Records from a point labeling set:

+++

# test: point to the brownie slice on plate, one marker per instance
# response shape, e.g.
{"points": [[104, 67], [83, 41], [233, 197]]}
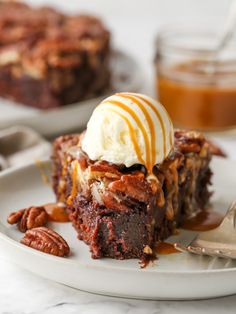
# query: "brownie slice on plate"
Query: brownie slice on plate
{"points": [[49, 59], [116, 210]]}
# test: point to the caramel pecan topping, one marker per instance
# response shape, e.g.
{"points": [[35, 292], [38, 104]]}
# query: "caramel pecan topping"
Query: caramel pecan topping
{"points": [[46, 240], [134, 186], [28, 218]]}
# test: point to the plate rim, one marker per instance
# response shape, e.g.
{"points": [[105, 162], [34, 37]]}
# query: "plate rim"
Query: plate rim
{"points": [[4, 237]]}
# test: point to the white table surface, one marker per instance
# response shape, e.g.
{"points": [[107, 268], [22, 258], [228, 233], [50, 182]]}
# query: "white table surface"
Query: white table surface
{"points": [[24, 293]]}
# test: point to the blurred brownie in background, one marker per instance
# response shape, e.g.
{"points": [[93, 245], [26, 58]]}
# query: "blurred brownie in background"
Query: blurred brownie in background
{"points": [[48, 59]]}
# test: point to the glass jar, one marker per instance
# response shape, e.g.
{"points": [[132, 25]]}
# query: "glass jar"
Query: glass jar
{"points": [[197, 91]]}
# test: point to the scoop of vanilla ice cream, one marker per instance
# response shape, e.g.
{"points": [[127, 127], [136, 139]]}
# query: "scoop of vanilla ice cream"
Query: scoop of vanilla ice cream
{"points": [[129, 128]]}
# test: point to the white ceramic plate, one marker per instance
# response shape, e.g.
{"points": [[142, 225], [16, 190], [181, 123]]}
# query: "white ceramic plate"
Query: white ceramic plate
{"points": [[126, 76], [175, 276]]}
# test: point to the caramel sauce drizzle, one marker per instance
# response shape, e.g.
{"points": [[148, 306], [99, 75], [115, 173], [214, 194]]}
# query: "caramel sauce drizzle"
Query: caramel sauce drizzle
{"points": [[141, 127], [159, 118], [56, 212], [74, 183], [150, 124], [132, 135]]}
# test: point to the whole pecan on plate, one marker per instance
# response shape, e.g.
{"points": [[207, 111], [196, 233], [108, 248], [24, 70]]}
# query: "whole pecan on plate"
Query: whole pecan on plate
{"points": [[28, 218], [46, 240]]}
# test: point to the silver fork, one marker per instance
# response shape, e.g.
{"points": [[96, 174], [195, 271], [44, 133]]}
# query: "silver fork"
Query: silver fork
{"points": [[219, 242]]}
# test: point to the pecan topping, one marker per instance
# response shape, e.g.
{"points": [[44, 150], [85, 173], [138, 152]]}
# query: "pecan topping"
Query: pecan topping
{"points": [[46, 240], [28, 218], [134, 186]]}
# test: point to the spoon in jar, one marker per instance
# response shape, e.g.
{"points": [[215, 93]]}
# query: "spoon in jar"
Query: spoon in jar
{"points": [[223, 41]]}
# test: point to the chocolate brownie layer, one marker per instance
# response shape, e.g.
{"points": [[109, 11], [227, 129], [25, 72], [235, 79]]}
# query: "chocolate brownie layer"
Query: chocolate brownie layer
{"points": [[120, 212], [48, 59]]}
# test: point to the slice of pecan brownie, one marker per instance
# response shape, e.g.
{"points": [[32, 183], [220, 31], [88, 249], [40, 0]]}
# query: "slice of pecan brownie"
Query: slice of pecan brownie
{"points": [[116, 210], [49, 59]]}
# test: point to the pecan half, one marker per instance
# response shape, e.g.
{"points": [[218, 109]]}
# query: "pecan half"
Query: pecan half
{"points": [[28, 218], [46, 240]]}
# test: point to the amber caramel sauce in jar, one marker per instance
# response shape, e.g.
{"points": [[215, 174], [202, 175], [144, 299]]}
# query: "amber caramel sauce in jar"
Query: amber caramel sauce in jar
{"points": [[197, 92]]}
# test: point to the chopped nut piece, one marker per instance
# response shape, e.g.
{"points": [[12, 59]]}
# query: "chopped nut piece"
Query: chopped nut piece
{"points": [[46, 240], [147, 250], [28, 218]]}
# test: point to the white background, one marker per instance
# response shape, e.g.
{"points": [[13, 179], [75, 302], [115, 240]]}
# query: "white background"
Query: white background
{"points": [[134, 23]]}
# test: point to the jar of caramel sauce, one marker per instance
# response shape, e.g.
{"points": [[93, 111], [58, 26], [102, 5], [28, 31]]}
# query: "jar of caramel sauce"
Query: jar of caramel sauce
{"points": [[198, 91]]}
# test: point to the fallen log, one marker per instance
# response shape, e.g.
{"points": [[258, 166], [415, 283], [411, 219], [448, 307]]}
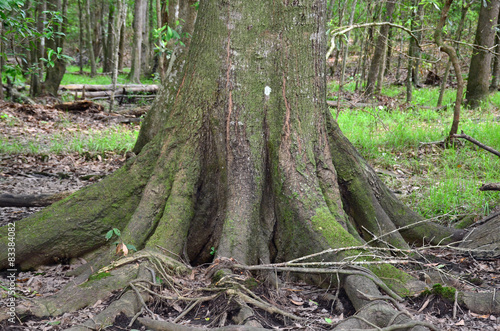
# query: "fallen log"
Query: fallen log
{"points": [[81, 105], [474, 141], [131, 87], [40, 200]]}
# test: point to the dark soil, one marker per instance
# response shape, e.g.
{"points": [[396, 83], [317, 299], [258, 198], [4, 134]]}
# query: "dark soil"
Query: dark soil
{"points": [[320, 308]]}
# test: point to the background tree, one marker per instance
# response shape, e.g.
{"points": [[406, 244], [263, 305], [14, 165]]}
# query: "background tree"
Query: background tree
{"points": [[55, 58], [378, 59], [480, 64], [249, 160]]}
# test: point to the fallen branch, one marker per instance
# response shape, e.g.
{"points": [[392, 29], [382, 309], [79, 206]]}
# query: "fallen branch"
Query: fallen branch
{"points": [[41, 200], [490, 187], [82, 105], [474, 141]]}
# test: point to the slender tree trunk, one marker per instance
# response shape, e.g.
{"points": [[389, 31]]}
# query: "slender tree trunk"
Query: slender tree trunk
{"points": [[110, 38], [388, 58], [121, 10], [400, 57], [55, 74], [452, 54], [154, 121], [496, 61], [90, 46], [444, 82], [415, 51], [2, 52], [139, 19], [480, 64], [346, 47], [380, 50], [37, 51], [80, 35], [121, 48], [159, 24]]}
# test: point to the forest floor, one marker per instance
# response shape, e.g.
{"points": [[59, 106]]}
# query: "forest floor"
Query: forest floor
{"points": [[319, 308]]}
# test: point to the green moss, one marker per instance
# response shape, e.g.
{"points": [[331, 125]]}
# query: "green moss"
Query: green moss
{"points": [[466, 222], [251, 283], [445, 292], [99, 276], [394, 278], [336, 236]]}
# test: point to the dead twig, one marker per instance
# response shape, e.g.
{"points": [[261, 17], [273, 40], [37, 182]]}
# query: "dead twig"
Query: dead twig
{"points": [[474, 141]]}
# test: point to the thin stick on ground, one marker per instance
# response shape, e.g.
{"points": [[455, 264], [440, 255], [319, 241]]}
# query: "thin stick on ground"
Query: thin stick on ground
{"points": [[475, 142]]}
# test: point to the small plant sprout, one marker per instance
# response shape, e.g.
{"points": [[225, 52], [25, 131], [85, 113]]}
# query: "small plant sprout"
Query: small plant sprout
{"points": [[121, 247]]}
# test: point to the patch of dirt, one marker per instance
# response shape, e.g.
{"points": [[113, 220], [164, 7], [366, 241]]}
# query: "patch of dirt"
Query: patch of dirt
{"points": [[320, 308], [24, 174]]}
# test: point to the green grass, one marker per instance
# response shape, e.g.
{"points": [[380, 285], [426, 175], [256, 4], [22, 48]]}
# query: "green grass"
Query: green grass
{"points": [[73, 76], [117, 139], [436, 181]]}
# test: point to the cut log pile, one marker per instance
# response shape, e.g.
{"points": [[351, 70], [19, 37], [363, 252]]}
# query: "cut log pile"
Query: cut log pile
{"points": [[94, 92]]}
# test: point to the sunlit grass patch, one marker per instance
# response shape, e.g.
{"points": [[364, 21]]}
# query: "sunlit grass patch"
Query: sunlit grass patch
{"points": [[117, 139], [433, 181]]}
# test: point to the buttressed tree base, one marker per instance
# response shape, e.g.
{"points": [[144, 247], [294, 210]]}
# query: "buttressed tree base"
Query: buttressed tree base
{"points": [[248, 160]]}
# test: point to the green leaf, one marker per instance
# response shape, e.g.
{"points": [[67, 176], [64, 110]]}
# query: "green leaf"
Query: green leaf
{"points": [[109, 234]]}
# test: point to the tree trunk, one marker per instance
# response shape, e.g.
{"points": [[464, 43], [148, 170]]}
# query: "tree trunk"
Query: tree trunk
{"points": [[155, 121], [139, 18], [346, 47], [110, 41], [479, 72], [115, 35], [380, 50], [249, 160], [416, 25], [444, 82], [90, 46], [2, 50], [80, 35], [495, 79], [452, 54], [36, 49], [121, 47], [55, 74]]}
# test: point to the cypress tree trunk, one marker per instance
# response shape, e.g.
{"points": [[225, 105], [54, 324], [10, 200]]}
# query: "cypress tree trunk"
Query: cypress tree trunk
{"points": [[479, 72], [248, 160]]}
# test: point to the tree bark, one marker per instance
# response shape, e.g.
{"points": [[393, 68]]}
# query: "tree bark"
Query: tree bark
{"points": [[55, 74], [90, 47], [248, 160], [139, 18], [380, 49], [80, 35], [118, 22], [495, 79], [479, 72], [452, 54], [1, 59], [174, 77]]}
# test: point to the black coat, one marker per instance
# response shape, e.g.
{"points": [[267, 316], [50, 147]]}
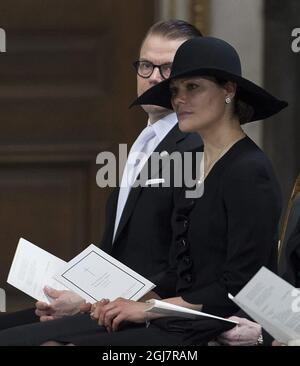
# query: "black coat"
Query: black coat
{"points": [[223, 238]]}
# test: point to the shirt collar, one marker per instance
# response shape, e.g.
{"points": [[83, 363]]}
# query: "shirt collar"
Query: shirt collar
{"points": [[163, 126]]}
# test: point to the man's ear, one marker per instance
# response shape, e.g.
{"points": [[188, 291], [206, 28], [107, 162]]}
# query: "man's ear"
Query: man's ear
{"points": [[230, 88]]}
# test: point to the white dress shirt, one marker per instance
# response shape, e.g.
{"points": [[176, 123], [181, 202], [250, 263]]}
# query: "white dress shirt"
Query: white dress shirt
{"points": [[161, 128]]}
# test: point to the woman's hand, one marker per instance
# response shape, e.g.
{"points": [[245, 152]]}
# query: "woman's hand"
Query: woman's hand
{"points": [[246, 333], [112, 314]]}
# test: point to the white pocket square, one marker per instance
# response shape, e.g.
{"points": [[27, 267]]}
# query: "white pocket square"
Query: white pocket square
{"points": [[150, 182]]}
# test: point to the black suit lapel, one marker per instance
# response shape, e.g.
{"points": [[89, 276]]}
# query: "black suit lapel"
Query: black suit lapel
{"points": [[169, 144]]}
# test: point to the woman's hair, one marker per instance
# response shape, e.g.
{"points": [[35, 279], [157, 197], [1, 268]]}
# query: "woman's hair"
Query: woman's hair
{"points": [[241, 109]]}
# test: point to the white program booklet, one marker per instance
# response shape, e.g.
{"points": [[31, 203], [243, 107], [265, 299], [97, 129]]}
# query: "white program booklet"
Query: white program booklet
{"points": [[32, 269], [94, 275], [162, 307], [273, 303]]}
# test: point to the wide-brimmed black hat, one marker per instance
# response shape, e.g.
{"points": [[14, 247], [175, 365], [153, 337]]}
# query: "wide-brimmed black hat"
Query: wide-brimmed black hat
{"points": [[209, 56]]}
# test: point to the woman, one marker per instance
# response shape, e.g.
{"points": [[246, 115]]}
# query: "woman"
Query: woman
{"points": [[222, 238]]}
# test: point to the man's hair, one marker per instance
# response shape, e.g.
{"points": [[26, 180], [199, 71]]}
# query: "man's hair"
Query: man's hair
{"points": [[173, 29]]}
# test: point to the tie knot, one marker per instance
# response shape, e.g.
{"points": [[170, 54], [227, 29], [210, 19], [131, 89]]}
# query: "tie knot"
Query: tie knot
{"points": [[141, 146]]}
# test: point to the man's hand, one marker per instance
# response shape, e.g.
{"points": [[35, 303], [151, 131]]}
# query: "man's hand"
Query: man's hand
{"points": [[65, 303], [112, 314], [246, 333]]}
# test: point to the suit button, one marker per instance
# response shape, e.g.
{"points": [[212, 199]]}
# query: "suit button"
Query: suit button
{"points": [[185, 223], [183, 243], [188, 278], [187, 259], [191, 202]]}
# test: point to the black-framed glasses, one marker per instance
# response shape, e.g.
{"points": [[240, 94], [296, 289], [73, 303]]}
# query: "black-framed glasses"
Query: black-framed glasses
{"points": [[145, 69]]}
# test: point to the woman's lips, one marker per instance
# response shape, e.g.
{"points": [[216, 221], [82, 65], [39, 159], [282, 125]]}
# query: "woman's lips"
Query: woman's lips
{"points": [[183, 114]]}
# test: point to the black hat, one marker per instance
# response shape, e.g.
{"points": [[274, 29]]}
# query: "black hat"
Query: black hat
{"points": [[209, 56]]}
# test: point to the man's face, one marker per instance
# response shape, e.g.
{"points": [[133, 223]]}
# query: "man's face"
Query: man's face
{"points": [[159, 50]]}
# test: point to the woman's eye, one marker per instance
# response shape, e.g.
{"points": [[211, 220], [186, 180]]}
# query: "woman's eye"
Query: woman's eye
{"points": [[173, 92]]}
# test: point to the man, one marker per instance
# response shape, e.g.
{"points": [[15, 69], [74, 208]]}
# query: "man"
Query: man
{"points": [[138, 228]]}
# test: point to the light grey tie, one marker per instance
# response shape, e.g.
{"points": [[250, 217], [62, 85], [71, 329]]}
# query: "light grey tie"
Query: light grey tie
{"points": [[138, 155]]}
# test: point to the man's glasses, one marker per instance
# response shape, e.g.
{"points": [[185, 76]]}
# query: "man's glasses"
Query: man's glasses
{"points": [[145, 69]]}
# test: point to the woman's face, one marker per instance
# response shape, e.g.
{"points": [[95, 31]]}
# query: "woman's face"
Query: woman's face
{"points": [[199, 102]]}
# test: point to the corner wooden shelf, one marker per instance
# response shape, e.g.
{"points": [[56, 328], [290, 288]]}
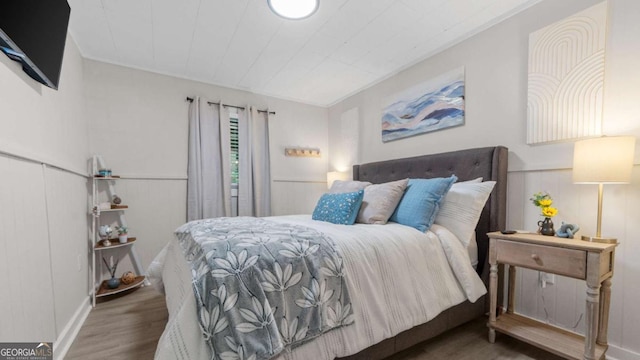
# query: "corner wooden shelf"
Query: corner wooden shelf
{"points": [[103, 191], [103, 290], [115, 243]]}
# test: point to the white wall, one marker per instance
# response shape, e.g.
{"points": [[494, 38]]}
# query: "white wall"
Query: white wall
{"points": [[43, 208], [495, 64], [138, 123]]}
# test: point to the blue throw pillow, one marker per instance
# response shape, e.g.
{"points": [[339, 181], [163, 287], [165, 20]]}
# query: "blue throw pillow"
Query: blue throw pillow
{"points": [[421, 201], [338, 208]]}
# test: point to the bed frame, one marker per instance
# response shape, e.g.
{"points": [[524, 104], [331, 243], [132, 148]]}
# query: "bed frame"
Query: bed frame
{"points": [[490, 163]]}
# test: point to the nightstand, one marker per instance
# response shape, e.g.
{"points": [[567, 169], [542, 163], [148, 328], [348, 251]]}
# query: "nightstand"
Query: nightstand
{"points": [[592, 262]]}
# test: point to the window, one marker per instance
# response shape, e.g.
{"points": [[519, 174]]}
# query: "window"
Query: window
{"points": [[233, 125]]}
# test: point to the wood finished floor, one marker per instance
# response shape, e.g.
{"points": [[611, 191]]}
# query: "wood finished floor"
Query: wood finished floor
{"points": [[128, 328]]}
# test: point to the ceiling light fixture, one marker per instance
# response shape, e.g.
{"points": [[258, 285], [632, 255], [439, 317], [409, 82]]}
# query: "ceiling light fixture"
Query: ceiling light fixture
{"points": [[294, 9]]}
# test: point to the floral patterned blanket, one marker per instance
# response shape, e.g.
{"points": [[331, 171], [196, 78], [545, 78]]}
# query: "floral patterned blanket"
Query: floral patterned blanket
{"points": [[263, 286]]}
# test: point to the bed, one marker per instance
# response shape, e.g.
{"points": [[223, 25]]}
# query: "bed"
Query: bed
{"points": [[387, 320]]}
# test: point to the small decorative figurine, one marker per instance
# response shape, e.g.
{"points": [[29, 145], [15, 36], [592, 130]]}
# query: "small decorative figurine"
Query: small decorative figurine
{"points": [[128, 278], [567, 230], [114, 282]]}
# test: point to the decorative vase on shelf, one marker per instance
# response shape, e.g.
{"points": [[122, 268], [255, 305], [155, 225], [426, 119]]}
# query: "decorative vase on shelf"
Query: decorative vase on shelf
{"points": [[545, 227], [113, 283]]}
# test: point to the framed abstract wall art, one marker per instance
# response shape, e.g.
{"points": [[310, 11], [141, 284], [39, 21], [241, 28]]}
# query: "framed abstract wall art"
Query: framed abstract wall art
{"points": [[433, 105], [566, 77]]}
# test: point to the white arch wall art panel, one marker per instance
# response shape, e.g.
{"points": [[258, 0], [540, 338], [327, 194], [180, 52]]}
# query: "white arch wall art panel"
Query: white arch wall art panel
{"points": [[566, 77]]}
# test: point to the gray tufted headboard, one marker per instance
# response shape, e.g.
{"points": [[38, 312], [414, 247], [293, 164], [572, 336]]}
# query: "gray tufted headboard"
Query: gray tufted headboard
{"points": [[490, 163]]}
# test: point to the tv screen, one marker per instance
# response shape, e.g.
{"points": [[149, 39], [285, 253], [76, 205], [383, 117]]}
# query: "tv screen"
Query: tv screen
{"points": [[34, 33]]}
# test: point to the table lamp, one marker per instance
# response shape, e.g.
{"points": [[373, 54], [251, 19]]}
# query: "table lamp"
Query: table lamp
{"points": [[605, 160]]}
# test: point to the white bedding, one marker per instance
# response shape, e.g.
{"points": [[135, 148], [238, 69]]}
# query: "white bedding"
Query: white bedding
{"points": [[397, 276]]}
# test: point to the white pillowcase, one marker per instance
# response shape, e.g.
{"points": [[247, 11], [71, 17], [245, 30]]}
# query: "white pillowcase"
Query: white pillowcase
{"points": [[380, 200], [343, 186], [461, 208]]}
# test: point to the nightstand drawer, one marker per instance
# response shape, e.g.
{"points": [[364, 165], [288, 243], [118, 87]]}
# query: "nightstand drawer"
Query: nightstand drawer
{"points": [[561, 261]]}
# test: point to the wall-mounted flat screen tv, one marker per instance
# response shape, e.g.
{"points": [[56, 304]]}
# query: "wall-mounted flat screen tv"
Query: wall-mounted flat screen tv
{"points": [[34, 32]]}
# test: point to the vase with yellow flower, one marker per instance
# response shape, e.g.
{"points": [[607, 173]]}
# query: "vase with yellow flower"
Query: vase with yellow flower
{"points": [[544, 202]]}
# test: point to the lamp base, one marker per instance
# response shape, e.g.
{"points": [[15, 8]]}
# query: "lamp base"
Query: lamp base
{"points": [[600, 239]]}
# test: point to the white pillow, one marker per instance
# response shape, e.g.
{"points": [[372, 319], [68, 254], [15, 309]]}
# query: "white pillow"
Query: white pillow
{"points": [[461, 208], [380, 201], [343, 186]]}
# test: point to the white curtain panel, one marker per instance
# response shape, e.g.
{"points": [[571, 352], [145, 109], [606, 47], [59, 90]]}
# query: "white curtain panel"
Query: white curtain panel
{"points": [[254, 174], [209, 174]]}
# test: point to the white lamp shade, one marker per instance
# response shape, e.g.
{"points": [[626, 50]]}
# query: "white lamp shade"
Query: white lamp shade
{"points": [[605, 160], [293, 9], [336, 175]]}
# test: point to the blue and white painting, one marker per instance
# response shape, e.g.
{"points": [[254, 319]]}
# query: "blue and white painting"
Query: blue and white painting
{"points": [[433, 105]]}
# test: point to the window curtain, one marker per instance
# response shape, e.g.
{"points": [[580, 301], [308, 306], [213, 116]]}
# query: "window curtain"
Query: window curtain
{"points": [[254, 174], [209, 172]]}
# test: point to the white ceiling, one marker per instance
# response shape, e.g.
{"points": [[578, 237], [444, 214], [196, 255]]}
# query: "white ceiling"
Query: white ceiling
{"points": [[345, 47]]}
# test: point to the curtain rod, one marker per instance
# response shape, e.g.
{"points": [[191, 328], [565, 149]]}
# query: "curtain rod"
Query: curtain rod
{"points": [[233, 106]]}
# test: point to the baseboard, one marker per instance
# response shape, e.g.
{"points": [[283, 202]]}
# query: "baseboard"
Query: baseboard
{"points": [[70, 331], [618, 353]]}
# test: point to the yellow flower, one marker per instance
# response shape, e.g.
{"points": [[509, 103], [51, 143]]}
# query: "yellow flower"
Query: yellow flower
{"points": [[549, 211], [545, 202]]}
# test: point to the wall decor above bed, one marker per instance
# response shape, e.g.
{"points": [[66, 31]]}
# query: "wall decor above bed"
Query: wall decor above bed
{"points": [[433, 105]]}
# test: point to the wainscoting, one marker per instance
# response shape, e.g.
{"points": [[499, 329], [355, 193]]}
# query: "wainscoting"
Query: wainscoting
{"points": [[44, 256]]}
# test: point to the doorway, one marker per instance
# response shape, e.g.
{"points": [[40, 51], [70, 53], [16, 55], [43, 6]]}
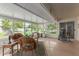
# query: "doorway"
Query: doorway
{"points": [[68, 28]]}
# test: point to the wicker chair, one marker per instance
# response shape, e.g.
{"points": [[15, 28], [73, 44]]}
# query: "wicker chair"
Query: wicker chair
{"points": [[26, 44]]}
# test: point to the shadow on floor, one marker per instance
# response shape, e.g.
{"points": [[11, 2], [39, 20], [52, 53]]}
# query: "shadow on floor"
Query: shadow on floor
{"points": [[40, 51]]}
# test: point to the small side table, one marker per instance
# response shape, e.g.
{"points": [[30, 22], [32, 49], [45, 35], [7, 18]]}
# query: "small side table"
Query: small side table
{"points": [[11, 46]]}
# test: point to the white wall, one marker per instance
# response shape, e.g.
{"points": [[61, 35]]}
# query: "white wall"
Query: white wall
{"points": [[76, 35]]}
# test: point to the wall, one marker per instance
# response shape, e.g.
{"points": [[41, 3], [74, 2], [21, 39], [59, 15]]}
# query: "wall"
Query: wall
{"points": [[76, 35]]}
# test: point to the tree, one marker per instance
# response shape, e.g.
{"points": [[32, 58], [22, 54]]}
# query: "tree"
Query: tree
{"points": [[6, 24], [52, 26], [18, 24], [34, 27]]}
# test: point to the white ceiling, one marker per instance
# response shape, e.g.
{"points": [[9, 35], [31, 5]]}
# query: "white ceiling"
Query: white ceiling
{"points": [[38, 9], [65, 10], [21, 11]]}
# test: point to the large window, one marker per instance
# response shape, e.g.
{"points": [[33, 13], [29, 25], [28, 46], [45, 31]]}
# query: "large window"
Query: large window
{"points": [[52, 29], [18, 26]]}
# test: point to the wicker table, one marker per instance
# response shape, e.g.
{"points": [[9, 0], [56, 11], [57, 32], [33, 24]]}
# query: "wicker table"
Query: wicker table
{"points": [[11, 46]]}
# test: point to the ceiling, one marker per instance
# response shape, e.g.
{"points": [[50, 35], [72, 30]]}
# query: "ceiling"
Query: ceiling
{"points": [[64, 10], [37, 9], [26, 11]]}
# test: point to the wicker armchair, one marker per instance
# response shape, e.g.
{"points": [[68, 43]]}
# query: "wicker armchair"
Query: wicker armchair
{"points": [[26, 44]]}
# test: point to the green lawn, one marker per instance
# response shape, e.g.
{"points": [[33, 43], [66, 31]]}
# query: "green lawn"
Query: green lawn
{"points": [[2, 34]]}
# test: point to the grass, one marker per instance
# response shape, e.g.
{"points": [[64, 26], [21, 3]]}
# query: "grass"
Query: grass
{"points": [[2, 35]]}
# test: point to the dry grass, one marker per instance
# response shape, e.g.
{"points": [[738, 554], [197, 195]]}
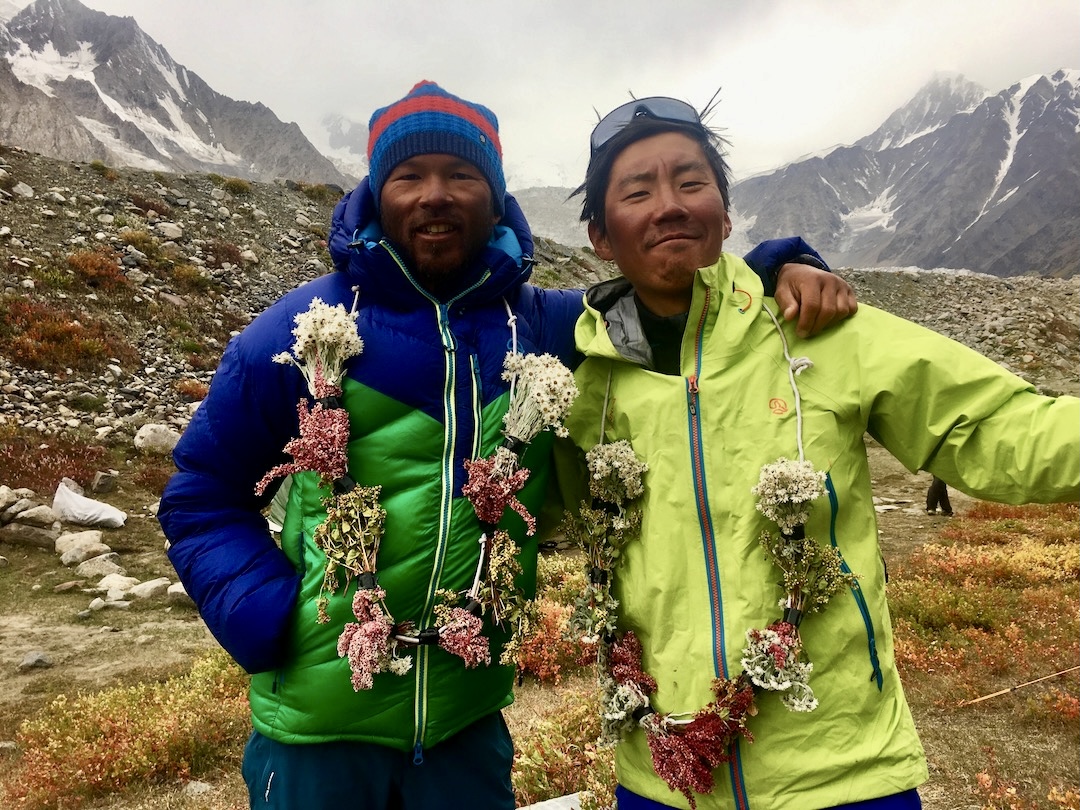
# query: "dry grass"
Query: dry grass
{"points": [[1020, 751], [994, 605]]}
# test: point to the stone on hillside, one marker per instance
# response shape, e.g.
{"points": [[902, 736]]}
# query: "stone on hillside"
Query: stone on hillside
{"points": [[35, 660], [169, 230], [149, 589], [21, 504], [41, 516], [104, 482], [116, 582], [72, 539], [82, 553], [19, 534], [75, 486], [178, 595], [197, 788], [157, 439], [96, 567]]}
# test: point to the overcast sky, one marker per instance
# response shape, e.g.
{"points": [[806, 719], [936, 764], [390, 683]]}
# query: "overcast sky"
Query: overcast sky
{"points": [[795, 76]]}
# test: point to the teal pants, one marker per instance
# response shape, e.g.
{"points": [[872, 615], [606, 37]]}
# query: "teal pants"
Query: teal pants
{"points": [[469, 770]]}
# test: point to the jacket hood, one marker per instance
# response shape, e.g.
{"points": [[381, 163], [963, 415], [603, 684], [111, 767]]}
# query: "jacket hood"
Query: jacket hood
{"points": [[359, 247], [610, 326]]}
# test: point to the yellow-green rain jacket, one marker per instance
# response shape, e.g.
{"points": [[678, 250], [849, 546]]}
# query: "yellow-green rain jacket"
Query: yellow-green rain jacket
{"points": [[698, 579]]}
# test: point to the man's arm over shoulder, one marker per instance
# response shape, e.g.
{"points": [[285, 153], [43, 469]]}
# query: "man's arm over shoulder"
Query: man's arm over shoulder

+++

* _Goal_
Repeat exactly the lines from the line containing "# test: point to the jacket" through the end of the listing above; both boundary lines are part of the output.

* _Answer to the task_
# test: point to the jacket hood, one marker per instance
# response shape, e.g.
{"points": [[381, 163], [963, 415], [603, 684], [111, 767]]}
# query: "jacket hood"
Query: jacket hood
{"points": [[359, 247], [610, 326]]}
# test: point to the yellow-green rain jacket, one marker per instance
# response shape, e.g.
{"points": [[678, 250], [849, 546]]}
# query: "yellow-green rain jacket"
Query: yellow-green rain jacket
{"points": [[698, 579]]}
# test: point to the man's arm over shoulder, one marker per instance
# response shape, e.g.
{"points": [[285, 153], [43, 469]]}
# query: "man's arm over shoulder"
Query: man's arm over shoulder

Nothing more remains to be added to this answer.